What is expected >> The records below are to be restated word for word; their pictures are not.
Start of Records for processing
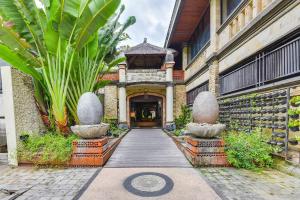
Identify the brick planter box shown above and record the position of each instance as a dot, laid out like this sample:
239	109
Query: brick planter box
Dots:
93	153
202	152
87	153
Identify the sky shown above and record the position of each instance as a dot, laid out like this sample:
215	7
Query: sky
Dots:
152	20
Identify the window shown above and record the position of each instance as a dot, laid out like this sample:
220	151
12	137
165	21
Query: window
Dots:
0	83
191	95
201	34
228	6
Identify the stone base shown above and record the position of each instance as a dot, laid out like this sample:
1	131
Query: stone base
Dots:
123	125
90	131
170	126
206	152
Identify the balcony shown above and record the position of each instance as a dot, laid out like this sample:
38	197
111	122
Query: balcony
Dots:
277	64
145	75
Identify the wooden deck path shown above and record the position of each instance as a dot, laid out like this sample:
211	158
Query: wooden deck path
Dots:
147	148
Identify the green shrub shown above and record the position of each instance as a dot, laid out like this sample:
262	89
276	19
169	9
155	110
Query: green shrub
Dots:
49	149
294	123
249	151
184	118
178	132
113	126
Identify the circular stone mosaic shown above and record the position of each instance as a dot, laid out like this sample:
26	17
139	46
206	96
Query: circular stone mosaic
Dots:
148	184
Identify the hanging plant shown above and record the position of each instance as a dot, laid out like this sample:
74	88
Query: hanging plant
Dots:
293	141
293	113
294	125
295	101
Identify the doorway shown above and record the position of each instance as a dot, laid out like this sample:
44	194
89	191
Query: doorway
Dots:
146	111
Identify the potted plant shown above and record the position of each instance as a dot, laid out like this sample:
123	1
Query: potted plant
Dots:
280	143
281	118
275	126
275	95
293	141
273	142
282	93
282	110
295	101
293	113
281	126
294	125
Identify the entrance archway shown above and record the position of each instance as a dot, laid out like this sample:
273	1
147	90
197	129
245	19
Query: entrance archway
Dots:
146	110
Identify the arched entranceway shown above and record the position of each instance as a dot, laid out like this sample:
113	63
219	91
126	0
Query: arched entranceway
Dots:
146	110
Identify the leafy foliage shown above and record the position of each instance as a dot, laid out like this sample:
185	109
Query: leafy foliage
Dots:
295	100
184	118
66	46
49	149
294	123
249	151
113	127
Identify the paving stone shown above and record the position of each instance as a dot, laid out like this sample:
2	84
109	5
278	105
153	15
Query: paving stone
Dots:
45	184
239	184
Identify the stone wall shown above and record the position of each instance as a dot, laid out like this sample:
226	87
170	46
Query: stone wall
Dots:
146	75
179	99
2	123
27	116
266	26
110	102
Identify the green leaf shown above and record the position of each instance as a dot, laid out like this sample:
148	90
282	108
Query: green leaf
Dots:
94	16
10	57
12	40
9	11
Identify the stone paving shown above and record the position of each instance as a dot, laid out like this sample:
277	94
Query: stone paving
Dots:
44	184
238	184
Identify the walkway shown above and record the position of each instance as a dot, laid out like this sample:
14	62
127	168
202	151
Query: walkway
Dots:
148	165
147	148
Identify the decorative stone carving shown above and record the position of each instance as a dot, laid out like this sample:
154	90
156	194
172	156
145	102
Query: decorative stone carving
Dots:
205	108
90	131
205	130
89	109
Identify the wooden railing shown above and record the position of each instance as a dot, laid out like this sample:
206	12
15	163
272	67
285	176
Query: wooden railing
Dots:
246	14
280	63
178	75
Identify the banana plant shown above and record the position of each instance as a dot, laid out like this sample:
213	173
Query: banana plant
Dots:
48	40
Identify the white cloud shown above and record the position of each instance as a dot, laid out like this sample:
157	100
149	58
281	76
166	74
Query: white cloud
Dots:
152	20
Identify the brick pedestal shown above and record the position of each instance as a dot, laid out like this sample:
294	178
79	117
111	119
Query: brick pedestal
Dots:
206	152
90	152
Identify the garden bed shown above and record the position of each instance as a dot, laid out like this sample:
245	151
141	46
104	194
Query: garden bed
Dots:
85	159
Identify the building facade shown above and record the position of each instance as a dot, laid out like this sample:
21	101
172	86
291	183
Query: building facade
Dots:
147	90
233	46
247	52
End of Records for processing
The answer >>
Identify the brick planter box shown above and record the position of each instance as a dot, laid out like this sample:
239	109
Query: brick planter box
Dots:
93	153
202	152
87	153
Identify the sky shown above and record the position of each instance as a dot, laid out like this sample:
215	7
Query: sky
Dots:
152	20
Identify the window shown above and record the position of each instance as a dot, laid out like this sample:
220	151
12	137
165	21
Query: window
Dots:
0	83
191	95
201	34
228	6
Identify the stone base shown above and record the position of each instance as a dot, laid out like this sample:
1	131
Query: stone base
Dots:
123	125
90	131
170	126
206	152
Identify the balcony shown above and record the position of each instance as a dot, laid out like this sample:
38	197
111	122
Query: balcony
Dots:
277	64
145	75
Identify the wooden deck path shown above and record the position of each instance as a dot, laid out like this sample:
211	158
Query: wooden deck path
Dots:
147	148
Identify the green shrub shown above and record the position of each instance as a dot, laid out like this sample:
262	89
276	19
169	9
155	110
Query: green shrub
Dots:
49	149
294	123
249	151
184	118
178	132
113	126
Identify the circular stone mosaic shown above and record the position of each instance as a dot, laid out like this sample:
26	17
139	46
206	96
Query: circular stone mosaic
Dots:
148	184
Identify the hanging plant shown above and record the position of each instance as a dot, laid out like this sample:
74	88
Query: hanging plant
Dots:
293	141
293	113
294	125
295	101
Identify the doorway shown above and record the position of each instance as a dot, laid out like this sample:
44	194
89	191
Query: doorway
Dots:
146	111
Identify the potted plant shown above and record the position of each instance as a dot, laid out like this sample:
123	1
Query: potted plant
Dots:
280	143
281	118
275	126
275	95
293	141
273	142
282	93
282	110
295	101
293	113
281	126
294	125
Identify the entrance archway shown above and record the position of each instance as a dot, laid out like this sample:
273	1
147	90
197	129
245	19
Query: entrance archway
Dots:
146	110
Identify the arched entranceway shown above and record the position of each instance as a dot, laid out like this sample:
113	63
219	91
126	0
Query: arched entranceway
Dots:
146	110
Identify the leafy foliage shown above and record the position of each instance as a dot, laid out like this sample:
185	109
Query: leafy foliage
Dots:
295	100
184	118
66	46
49	149
294	123
249	151
113	127
Identify the paving stone shown above and record the position of each instance as a dot, laid out like this sample:
2	84
109	5
278	105
153	15
Query: paving stone
Dots:
45	184
239	184
Identify the stone wall shown above and record the position of each instance as a dot, laid out like this sample:
226	87
170	46
Query: stone wall
Dots:
146	75
179	99
2	123
27	116
266	26
110	102
Identify the green leaf shown above and record the position of each instance as a dot, laid out like this sample:
148	90
282	108
Query: green leaf
Dots:
94	16
10	57
12	40
9	11
Identify the stone paving shown above and record the position of each instance as a dot, laid out like this sample:
277	94
Query: stone paving
Dots:
44	184
238	184
Identify the walkway shown above and record the position of each instance as a dot, laid out like this sample:
14	62
127	168
202	151
Query: walkway
Dots:
148	165
147	148
Identify the decorative stone carving shown above and record the position of each instance as a dot, laid out like this sample:
154	90
156	194
172	156
145	102
Query: decorative stone carving
Dots:
205	108
90	131
205	130
89	109
Identify the wooden railing shown above and record the position of each instance as a dot, laid out like this sample:
206	12
15	163
272	67
285	176
Query: wooden railing
Dots:
246	14
280	63
178	75
Identify the banana plant shown above and record the position of each instance as a dot, laid out like this sample:
213	173
Query: banana plant
Dots:
48	40
Identify the white cloud shown above and record the position of each instance as a dot, laid out like this sample:
157	100
149	58
281	76
166	74
Query: white cloud
Dots:
152	20
Identify the brick pedestal shown above and record the position of each instance as a dot, laid out like this sample:
294	178
79	117
111	119
Query: brick pedestal
Dots:
206	152
90	152
Identify the garden bed shown above and record the position of each instance as a dot, laid out like this sample:
245	151
141	46
104	194
Query: garden bed
Dots:
85	159
Identify the building facade shown above and record the position of each instance as a dot, laid out like this sample:
21	101
172	86
291	183
Query: building facade
Dots:
147	90
233	46
247	52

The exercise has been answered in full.